▶ **TUJUAN**
Sunting bagian dari baris yang memuat "Put a marker on every instance of the grass, one" sampai dengan baris yang memuat "133), (12, 171)]" dengan mengganti "borage flower" menjadi "daisy flower" tanpa mengubah hal lain. Tuliskan hanya baris-baris tersebut.

(Entri penunjukan objek bernama)
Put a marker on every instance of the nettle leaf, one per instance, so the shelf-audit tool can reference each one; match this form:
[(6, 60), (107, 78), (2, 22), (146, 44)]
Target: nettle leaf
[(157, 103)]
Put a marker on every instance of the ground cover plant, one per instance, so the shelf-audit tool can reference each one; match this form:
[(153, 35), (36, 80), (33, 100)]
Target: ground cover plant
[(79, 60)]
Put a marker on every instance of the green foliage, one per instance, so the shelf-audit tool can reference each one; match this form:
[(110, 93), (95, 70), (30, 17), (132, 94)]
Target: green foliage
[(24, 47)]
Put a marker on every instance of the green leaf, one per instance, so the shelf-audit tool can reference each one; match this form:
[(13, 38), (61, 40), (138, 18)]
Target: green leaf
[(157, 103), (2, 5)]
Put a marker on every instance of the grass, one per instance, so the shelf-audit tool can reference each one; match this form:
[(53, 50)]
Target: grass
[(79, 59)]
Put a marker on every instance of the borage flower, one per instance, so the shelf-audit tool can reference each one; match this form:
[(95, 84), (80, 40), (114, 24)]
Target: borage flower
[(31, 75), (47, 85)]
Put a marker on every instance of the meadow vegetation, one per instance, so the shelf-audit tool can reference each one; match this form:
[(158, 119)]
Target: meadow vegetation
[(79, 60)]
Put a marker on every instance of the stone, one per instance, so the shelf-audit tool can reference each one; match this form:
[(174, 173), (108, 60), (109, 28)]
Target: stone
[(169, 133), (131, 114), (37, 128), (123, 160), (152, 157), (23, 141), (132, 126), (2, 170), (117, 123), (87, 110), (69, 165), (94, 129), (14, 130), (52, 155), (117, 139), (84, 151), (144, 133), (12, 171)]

* * *

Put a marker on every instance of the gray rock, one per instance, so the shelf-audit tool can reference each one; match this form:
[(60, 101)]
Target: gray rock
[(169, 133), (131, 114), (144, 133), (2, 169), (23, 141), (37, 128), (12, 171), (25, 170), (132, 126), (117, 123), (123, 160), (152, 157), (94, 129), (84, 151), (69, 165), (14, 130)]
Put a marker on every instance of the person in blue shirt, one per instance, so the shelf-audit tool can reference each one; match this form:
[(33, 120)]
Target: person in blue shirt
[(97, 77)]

==

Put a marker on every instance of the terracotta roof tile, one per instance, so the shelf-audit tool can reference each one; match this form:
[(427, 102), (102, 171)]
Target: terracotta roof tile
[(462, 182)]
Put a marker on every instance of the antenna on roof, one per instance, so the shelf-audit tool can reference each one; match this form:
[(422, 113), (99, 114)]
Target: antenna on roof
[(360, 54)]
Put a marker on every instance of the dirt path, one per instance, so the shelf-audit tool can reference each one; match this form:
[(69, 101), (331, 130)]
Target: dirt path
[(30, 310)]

▶ **KELUARAN LENGKAP**
Put a marker on every instance of the grass, one per instance, so the shelf-audit tool can reference each one; match this form:
[(53, 50)]
Target: grass
[(79, 59)]
Put a marker on every instance of the daisy flower, one per instance, so the shelf-audit tool can reference each one; match this form:
[(95, 84), (80, 40), (114, 24)]
Target: daisy flower
[(31, 75), (47, 85)]
Put a marker on every instance of the meadow vegetation, one per instance, so the shelf-audit tool can reference each one; match this form:
[(158, 119)]
Target: meadow vegetation
[(79, 60)]
Put a marker on every instance of the stone, one per instance, so the shelf-audit tool can reference each one; match this form:
[(174, 173), (108, 60), (109, 28)]
Target: stone
[(169, 133), (131, 114), (37, 128), (123, 160), (152, 157), (23, 141), (132, 126), (2, 170), (117, 123), (87, 110), (69, 165), (94, 129), (14, 130), (52, 155), (117, 139), (84, 151), (144, 133), (12, 171)]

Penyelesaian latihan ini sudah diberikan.